──────── RECORDED DATA ────────
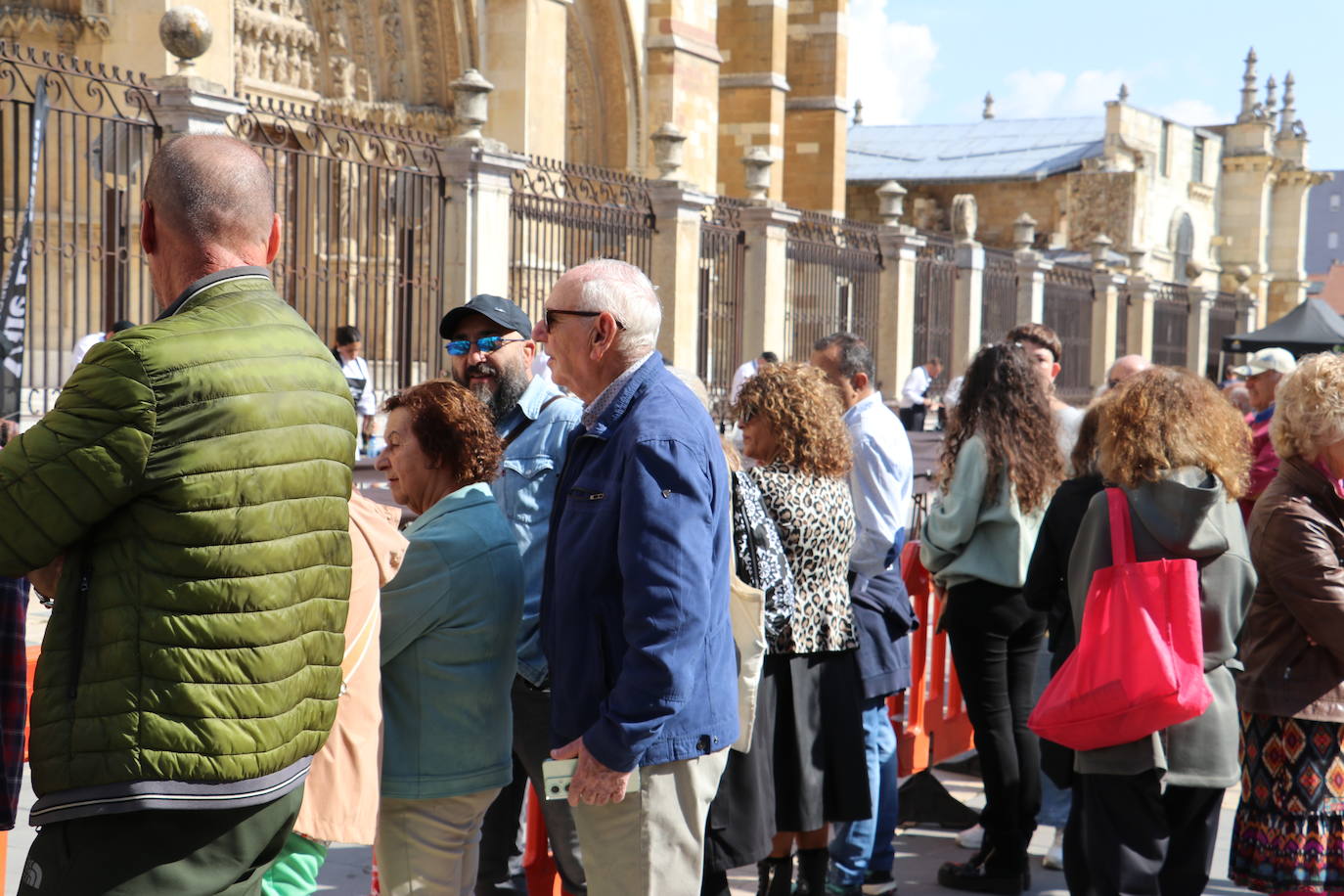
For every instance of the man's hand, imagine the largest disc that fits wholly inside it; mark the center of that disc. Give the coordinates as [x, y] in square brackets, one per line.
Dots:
────────
──────── RECORDED DATA ────────
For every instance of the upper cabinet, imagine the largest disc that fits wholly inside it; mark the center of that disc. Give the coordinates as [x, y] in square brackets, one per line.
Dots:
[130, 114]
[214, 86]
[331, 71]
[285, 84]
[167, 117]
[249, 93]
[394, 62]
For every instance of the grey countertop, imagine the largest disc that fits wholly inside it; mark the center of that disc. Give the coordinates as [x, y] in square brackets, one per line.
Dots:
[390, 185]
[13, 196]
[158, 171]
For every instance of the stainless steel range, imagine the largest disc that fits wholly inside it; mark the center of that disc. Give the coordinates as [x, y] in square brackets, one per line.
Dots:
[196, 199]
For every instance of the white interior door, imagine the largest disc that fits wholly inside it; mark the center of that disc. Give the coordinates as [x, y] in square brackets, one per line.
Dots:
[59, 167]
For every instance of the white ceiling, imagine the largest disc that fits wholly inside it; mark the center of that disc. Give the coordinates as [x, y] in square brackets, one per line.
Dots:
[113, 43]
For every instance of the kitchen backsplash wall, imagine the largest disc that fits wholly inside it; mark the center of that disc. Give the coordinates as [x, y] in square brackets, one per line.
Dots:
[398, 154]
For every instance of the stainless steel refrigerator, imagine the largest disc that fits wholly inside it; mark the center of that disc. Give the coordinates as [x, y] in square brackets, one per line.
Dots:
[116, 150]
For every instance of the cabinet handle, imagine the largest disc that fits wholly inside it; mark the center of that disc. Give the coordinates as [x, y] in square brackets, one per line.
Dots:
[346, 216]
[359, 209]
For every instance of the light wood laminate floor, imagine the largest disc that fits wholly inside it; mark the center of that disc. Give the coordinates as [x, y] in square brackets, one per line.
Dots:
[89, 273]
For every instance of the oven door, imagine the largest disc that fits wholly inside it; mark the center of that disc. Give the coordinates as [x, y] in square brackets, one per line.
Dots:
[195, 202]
────────
──────── RECORDED DATA ────────
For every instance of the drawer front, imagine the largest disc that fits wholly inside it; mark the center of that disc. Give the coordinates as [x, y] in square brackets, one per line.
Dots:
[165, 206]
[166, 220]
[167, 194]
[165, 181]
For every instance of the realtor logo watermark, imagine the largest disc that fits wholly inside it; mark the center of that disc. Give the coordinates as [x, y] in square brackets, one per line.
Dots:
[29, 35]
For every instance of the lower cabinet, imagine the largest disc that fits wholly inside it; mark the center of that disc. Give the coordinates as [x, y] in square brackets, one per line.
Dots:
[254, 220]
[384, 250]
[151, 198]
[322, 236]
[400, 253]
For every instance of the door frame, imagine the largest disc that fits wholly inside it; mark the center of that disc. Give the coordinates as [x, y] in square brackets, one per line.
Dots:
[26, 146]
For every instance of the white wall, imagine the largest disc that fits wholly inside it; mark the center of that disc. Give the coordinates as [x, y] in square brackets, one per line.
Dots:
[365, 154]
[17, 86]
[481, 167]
────────
Show each line in the records above that contains the string "stainless". Capital and small letters count, so match the case.

**RESULT OF THIS EXERCISE**:
For every instance of the stainless steel range, imagine the largest disc that fits wholly inside it; mark the center of that disc. Give the coordinates as [x, y] in square brackets, one per line.
For every instance of the stainless steel refrigerator, imagine the largest disc that fits wholly inside it; mark the center of that disc. Give the coordinates as [x, y] in square brackets, one per line.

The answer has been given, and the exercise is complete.